[Available records]
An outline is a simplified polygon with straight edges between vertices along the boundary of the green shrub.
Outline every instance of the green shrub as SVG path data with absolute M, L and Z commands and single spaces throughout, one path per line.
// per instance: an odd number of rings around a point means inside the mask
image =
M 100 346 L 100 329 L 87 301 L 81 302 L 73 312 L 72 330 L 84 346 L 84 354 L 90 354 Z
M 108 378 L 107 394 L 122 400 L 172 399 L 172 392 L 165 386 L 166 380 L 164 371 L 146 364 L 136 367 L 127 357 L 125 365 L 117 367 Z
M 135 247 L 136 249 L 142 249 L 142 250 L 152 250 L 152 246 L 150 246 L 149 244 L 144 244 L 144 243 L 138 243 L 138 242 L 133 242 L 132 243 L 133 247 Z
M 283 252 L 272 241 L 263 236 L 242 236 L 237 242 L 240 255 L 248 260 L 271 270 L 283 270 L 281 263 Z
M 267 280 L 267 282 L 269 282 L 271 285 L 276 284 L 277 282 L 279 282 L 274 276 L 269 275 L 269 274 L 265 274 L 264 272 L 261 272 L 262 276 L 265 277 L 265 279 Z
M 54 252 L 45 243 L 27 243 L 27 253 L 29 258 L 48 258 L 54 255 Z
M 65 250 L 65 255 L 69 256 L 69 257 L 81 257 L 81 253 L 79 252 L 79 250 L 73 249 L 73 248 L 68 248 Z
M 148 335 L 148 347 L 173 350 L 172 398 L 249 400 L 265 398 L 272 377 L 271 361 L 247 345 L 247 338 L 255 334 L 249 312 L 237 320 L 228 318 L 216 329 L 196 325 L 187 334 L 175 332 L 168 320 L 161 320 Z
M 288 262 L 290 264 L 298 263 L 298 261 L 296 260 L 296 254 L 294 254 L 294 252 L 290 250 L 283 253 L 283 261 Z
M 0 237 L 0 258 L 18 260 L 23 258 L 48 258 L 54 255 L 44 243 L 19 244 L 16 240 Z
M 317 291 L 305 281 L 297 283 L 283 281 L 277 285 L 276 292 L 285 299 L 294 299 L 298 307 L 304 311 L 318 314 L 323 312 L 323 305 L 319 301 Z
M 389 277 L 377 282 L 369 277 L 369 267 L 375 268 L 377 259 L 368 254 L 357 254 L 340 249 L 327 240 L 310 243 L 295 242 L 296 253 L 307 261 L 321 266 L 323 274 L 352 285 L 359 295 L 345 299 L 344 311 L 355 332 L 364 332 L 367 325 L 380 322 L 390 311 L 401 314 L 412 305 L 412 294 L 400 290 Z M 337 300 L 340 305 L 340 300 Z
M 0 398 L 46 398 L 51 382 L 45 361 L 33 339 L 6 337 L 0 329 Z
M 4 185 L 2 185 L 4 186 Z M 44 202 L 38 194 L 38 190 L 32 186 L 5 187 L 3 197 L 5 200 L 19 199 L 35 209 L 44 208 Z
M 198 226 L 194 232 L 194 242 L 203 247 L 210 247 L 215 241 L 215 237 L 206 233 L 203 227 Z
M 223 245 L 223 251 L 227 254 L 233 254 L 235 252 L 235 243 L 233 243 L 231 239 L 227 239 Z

[Directions for this task] The data above is to be restated line for line, word for word.

[Result of the task]
An outline is a simplified polygon with straight edges between vertices along the boundary of the green shrub.
Outline every instance of the green shrub as SVG path data with absolute M, L and Z commands and single spaces throughout, one path per line.
// per instance: an odd number of rings around a point means inside the mask
image =
M 100 346 L 100 329 L 87 301 L 81 302 L 73 312 L 72 330 L 84 346 L 84 354 L 90 354 Z
M 108 378 L 107 394 L 122 400 L 172 399 L 172 392 L 165 386 L 166 380 L 164 371 L 146 364 L 136 367 L 127 357 L 125 365 L 117 367 Z
M 135 247 L 136 249 L 142 249 L 142 250 L 152 250 L 152 246 L 150 246 L 149 244 L 144 244 L 144 243 L 138 243 L 138 242 L 133 242 L 132 243 L 133 247 Z
M 283 252 L 272 241 L 263 236 L 242 236 L 237 242 L 240 255 L 248 260 L 271 270 L 283 270 L 281 263 Z
M 267 280 L 267 282 L 269 282 L 271 285 L 276 284 L 277 282 L 279 282 L 274 276 L 269 275 L 269 274 L 265 274 L 264 272 L 261 272 L 262 276 L 265 277 L 265 279 Z
M 54 252 L 45 243 L 27 243 L 27 253 L 29 258 L 48 258 L 54 255 Z
M 65 250 L 65 255 L 69 256 L 69 257 L 81 257 L 81 253 L 79 252 L 79 250 L 73 249 L 73 248 L 68 248 Z
M 148 335 L 148 347 L 173 350 L 172 398 L 249 400 L 265 398 L 272 377 L 271 361 L 247 345 L 247 338 L 255 334 L 249 312 L 237 320 L 228 318 L 216 329 L 196 325 L 187 334 L 175 332 L 168 320 L 161 320 Z
M 288 262 L 290 264 L 298 263 L 298 261 L 296 260 L 296 254 L 294 254 L 294 252 L 290 250 L 283 253 L 283 261 Z
M 0 237 L 0 258 L 18 260 L 23 258 L 48 258 L 54 255 L 44 243 L 19 244 L 16 240 Z
M 317 291 L 305 281 L 297 283 L 283 281 L 277 285 L 276 292 L 285 299 L 294 299 L 298 307 L 304 311 L 318 314 L 323 312 L 323 305 L 319 301 Z
M 389 277 L 377 282 L 369 277 L 369 267 L 375 268 L 377 259 L 368 254 L 357 254 L 340 249 L 327 240 L 310 243 L 295 242 L 296 253 L 307 261 L 321 266 L 323 274 L 352 285 L 359 295 L 345 299 L 344 311 L 355 332 L 364 332 L 367 325 L 380 322 L 390 311 L 401 314 L 412 305 L 412 294 L 400 290 Z M 337 300 L 340 305 L 340 300 Z
M 0 398 L 46 398 L 51 382 L 45 361 L 33 339 L 6 337 L 0 329 Z
M 4 185 L 2 185 L 4 186 Z M 44 202 L 38 194 L 38 190 L 32 186 L 5 187 L 3 197 L 5 200 L 19 199 L 35 209 L 44 208 Z
M 198 226 L 194 232 L 194 242 L 203 247 L 210 247 L 215 241 L 215 237 L 206 233 L 203 227 Z
M 223 245 L 223 251 L 227 254 L 233 254 L 235 252 L 235 243 L 233 243 L 231 239 L 227 239 Z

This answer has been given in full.